:: Excerpted records ::

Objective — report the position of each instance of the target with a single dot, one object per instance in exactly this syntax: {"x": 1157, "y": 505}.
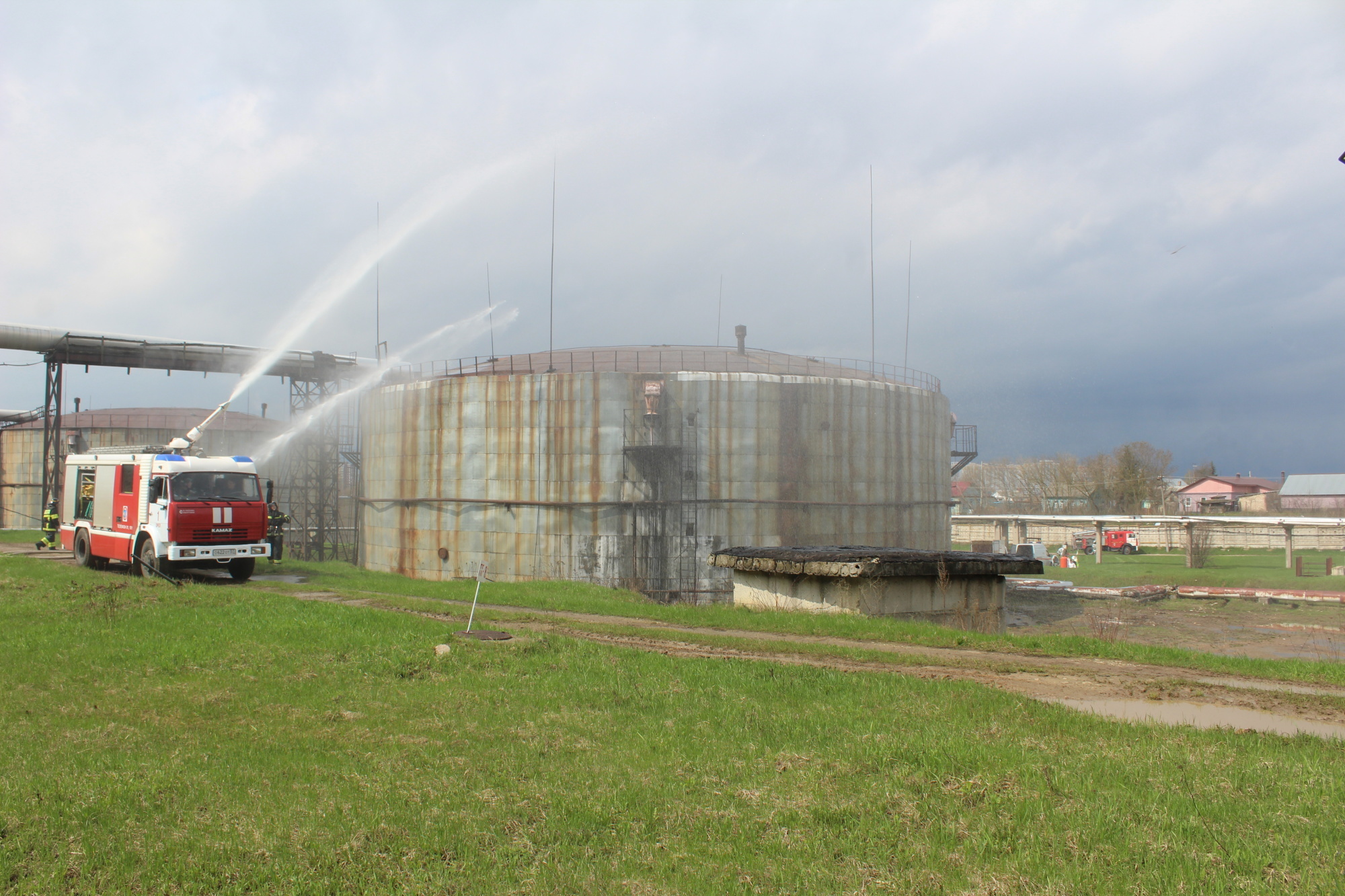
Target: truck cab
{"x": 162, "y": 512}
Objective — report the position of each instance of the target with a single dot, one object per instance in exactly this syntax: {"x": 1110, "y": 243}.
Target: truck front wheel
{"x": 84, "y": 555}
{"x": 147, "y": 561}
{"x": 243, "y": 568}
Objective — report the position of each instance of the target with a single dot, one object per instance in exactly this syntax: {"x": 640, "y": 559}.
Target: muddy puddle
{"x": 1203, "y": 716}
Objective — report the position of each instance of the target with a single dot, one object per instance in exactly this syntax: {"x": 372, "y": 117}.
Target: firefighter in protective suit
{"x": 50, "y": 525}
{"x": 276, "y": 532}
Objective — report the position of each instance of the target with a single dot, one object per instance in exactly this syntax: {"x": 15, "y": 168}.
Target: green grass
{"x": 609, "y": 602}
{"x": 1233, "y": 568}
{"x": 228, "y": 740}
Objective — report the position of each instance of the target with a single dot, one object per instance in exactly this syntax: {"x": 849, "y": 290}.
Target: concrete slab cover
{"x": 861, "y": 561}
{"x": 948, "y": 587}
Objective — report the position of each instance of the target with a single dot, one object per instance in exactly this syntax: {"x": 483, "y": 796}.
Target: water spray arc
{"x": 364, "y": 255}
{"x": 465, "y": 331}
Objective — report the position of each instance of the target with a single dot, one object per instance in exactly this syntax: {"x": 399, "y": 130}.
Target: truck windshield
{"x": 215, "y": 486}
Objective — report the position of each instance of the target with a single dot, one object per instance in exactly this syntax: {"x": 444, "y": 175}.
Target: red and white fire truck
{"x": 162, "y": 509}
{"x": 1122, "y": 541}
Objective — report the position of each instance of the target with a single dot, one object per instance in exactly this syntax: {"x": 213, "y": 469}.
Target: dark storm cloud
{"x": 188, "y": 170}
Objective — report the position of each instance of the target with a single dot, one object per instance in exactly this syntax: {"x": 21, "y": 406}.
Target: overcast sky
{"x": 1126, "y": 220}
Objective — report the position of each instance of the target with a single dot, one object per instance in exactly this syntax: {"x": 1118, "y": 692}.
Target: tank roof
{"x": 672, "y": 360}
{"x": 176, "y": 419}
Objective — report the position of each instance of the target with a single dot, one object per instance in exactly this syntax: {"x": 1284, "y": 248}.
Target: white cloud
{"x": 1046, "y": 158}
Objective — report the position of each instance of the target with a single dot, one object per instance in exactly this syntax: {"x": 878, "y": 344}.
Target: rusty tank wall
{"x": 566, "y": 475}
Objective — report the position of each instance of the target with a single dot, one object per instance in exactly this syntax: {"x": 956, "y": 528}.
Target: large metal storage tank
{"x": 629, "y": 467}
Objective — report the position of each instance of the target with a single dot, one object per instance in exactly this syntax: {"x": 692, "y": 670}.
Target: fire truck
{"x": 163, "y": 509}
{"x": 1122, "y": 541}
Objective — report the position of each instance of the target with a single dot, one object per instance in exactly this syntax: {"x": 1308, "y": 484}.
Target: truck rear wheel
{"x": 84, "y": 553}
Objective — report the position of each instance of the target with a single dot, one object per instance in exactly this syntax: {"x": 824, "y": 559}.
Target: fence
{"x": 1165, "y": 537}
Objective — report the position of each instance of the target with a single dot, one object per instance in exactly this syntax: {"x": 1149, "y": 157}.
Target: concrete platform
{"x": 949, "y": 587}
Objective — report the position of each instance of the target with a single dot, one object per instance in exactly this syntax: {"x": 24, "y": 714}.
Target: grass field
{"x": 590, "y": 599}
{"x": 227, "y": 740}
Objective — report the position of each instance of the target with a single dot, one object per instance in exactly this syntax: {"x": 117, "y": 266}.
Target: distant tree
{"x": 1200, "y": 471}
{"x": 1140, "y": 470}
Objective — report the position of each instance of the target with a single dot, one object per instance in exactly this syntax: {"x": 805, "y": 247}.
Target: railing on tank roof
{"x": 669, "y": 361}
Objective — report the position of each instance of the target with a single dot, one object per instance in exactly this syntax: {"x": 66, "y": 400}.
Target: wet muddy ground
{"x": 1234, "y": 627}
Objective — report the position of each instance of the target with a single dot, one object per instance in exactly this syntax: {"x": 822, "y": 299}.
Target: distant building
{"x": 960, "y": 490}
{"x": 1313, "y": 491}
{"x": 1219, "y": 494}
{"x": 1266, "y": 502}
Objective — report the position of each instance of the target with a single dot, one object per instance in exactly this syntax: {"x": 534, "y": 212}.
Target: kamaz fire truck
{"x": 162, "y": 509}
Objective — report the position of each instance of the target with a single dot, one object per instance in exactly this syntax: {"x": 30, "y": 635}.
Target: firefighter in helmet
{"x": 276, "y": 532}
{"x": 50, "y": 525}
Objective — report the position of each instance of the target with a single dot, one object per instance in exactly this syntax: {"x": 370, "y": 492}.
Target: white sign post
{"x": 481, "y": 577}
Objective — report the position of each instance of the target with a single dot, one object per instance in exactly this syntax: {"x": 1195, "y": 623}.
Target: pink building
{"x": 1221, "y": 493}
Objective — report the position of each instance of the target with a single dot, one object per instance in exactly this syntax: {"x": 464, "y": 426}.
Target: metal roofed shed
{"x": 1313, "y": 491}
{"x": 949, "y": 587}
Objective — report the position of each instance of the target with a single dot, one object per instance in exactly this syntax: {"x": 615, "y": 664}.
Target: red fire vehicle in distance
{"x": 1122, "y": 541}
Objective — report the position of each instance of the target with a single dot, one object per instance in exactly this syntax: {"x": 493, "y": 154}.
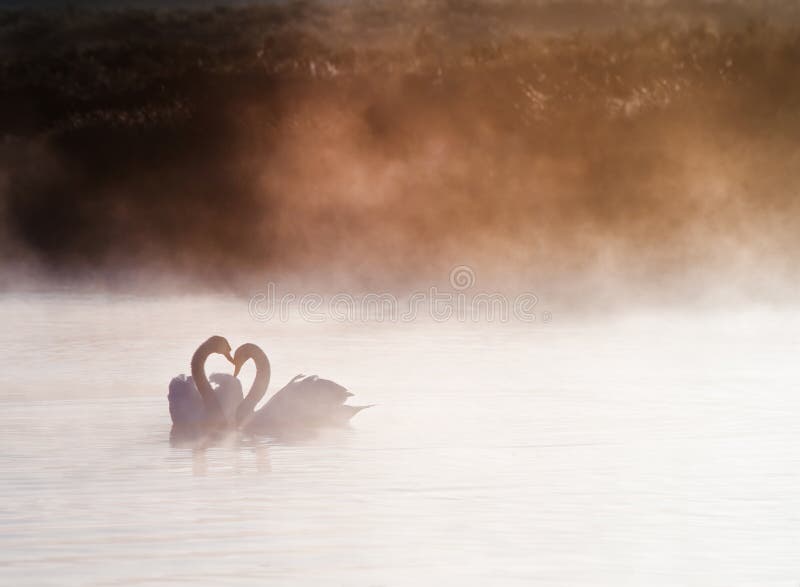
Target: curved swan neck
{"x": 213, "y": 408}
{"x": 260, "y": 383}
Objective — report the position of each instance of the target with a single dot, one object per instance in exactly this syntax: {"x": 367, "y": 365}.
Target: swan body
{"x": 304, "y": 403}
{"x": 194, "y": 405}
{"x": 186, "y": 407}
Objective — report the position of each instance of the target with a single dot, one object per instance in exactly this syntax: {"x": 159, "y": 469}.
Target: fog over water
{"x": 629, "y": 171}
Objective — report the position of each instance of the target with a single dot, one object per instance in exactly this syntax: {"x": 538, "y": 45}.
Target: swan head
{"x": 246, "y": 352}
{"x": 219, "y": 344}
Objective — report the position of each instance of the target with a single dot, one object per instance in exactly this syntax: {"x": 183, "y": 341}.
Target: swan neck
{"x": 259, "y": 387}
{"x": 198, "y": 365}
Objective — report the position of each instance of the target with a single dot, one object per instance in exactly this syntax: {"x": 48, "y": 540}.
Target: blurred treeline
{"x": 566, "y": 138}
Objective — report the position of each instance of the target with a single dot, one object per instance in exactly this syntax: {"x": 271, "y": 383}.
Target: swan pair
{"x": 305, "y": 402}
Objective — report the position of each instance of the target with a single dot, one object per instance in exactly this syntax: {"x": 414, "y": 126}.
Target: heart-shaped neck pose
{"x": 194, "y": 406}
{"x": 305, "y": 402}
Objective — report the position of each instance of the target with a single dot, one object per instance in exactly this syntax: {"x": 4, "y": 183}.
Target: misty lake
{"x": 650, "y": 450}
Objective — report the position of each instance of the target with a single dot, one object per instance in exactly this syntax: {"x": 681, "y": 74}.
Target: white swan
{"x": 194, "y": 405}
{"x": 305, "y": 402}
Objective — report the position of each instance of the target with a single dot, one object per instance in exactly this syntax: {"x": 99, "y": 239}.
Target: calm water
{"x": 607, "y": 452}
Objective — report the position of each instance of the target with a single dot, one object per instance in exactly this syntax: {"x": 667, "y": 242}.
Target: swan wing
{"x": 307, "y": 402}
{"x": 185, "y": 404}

:::

### Directive
Reproduce the material above verbatim; omit every picture.

### Answer for this exercise
Objective — report the position of each instance of the target with a single dot, one object per instance in exactly this syntax: {"x": 1157, "y": 505}.
Target: truck cab
{"x": 162, "y": 512}
Objective — report the position of each instance of the target with a single dot, one object per instance in exactly this syntax: {"x": 1110, "y": 243}.
Target: truck front wheel
{"x": 84, "y": 555}
{"x": 147, "y": 561}
{"x": 243, "y": 568}
Objective — report the position of each instance of the target with a single dot, one object per instance in exactly this syntax: {"x": 640, "y": 559}.
Target: muddy puddle
{"x": 1203, "y": 716}
Objective — report the position of each instance of the target with a single dot, one object per instance in exactly this syntax: {"x": 372, "y": 117}.
Target: firefighter in protective suit
{"x": 50, "y": 525}
{"x": 276, "y": 532}
Objective — report the position of each instance of the target with a single dot, one object per instance in exactly this syntax: {"x": 15, "y": 168}.
Target: green grass
{"x": 609, "y": 602}
{"x": 1233, "y": 568}
{"x": 228, "y": 740}
Objective — report the position of each instance of the target with a single dot, one object per instance in exactly this syntax: {"x": 849, "y": 290}.
Target: concrete slab cover
{"x": 861, "y": 561}
{"x": 948, "y": 587}
Objective — report the position of each instance of the target with a single dot, one object per instance in exactly this syntax: {"x": 483, "y": 796}.
Target: water spray arc
{"x": 364, "y": 255}
{"x": 465, "y": 331}
Objective — report the position of each instance of the target with a single dot, one object per instance in exactly this syntax: {"x": 399, "y": 130}.
Target: truck windshield
{"x": 215, "y": 486}
Objective — report the position of each instance of the target with a single dot, one object per instance in exactly this syntax: {"x": 444, "y": 175}.
Target: red and white fire truck
{"x": 162, "y": 509}
{"x": 1122, "y": 541}
Objective — report the position of each instance of the target with a single dot, one object per instance in exactly this syntax: {"x": 213, "y": 469}.
Target: dark storm cloud
{"x": 188, "y": 170}
Objective — report the position of each instance of the target with a single dot, one object per instance in exactly this syntax: {"x": 21, "y": 406}.
Target: overcast sky
{"x": 1126, "y": 220}
Objective — report the position of each instance of the target with a single dot, one object per instance in exactly this syntax: {"x": 1118, "y": 692}.
Target: tank roof
{"x": 672, "y": 360}
{"x": 176, "y": 419}
Objective — report the position of each instance of the target with a single dot, one object per instance in exactly this syntax: {"x": 1284, "y": 248}.
Target: white cloud
{"x": 1046, "y": 158}
Objective — report the position of each instance of the target with a single dot, one object per instance in exactly this syntax: {"x": 878, "y": 344}.
Target: rusty tank wall
{"x": 566, "y": 475}
Objective — report the position of each instance of the target with a single dot, one object per instance in exactly this syntax: {"x": 956, "y": 528}.
Target: large metal storage tank
{"x": 629, "y": 467}
Objective — report the position of each instance of the target with a single dot, one object per instance in exactly this syntax: {"x": 692, "y": 670}.
Target: fire truck
{"x": 163, "y": 509}
{"x": 1122, "y": 541}
Objective — report the position of each instance of the target with a single dot, one object per instance in exactly this syntax: {"x": 1308, "y": 484}.
Target: truck rear wheel
{"x": 84, "y": 553}
Objective — report the position of each instance of the target with a single dot, one object per instance in exactly this syntax: {"x": 824, "y": 559}.
Target: fence
{"x": 1165, "y": 537}
Objective — report the position of each instance of the target with a single dot, one object per instance in exactly this syntax: {"x": 1149, "y": 157}.
Target: concrete platform
{"x": 949, "y": 587}
Objective — report the position of each instance of the target with a single dot, one object per instance in exactly this syntax: {"x": 24, "y": 714}.
Target: grass field
{"x": 590, "y": 599}
{"x": 227, "y": 740}
Objective — report the position of each instance of the target with a single dot, one object per instance in exactly this syntax: {"x": 117, "y": 266}.
Target: distant tree
{"x": 1200, "y": 471}
{"x": 1140, "y": 470}
Objective — report the position of each instance of the target with a single dot, one object per instance in exactly this syntax: {"x": 805, "y": 247}.
Target: railing on tank roof
{"x": 669, "y": 361}
Objective — report the position of each instance of the target with a single dot, one object per instance in exactly this syntax: {"x": 66, "y": 400}.
Target: wet muddy ground
{"x": 1234, "y": 627}
Objective — report the position of each instance of the target with a single dot, one object per instance in exactly this syntax: {"x": 822, "y": 299}.
Target: distant building
{"x": 960, "y": 490}
{"x": 1313, "y": 491}
{"x": 1219, "y": 494}
{"x": 1266, "y": 502}
Objective — report the position of each instance of the target with a single dot, one object per instance in exactly this syntax: {"x": 534, "y": 212}.
Target: kamaz fire truck
{"x": 162, "y": 509}
Objective — report the position of each instance of the target with a single dot, one object per instance in exactly this syntax: {"x": 30, "y": 635}.
Target: firefighter in helmet
{"x": 276, "y": 532}
{"x": 50, "y": 525}
Objective — report the position of each instance of the target with a single dot, one object per instance in exactly this syntax: {"x": 370, "y": 492}.
Target: white sign post
{"x": 481, "y": 577}
Objective — report the position of each instance of the target with a single dot, one object per instance in exactly this syntax: {"x": 1195, "y": 623}.
Target: pink building
{"x": 1221, "y": 493}
Objective — report the position of each instance of the target with a single dot, one object per instance in exactly this syntax: {"x": 464, "y": 426}.
Target: metal roofed shed
{"x": 1313, "y": 491}
{"x": 949, "y": 587}
Objective — report the position of each instance of the target with a single dot, one object per instance in exactly this syntax: {"x": 615, "y": 664}.
Target: red fire vehicle in distance
{"x": 1122, "y": 541}
Objective — report the position of each instance of the target with a single dot, one object per instance in exactly this syntax: {"x": 493, "y": 154}.
Target: curved swan neck
{"x": 213, "y": 408}
{"x": 260, "y": 383}
Objective — report the position of each instance of the target with a single dot, one object per instance in exactly this syntax: {"x": 367, "y": 365}.
Target: swan body
{"x": 304, "y": 403}
{"x": 194, "y": 405}
{"x": 186, "y": 407}
Objective — report the position of each instance of the target with a single dot, one object per instance in exactly this syntax: {"x": 159, "y": 469}.
Target: fog over water
{"x": 629, "y": 171}
Objective — report the position of each instance of the target with a single dot, one object per instance in exactly this syntax: {"x": 538, "y": 45}.
Target: swan head
{"x": 246, "y": 352}
{"x": 219, "y": 344}
Objective — report the position of each instance of the target with a single dot, one object per instance in exactly this syntax: {"x": 183, "y": 341}.
Target: swan neck
{"x": 259, "y": 387}
{"x": 198, "y": 365}
Objective — report the position of each instance of the target with a single dot, one object per instance in exactly this syntax: {"x": 48, "y": 540}.
Target: blurred treeline
{"x": 566, "y": 138}
Objective — report the position of each instance of the target with a single dot, one object per instance in exactly this syntax: {"x": 271, "y": 383}.
Target: swan pair
{"x": 305, "y": 402}
Objective — report the position of each instance of the target with a single dot, one object per instance in exactly this syntax: {"x": 414, "y": 126}.
Target: heart-shaped neck pose
{"x": 194, "y": 406}
{"x": 305, "y": 402}
Objective — report the position of each instance of the target with a single dot, one object per instance in exactly this syntax: {"x": 4, "y": 183}.
Target: misty lake
{"x": 650, "y": 450}
Objective — report the position of each instance of the target with a single dot, one object per instance in exactly this syntax: {"x": 681, "y": 74}.
Target: white swan
{"x": 194, "y": 405}
{"x": 305, "y": 402}
Objective — report the position of each instance of the target with a single dot, one object per instance in exactly this syntax: {"x": 99, "y": 239}.
Target: calm water
{"x": 607, "y": 452}
Objective — report the position of each instance of the target with a single dot, one object per instance in exactly this syntax: {"x": 667, "y": 242}.
Target: swan wing
{"x": 307, "y": 402}
{"x": 185, "y": 404}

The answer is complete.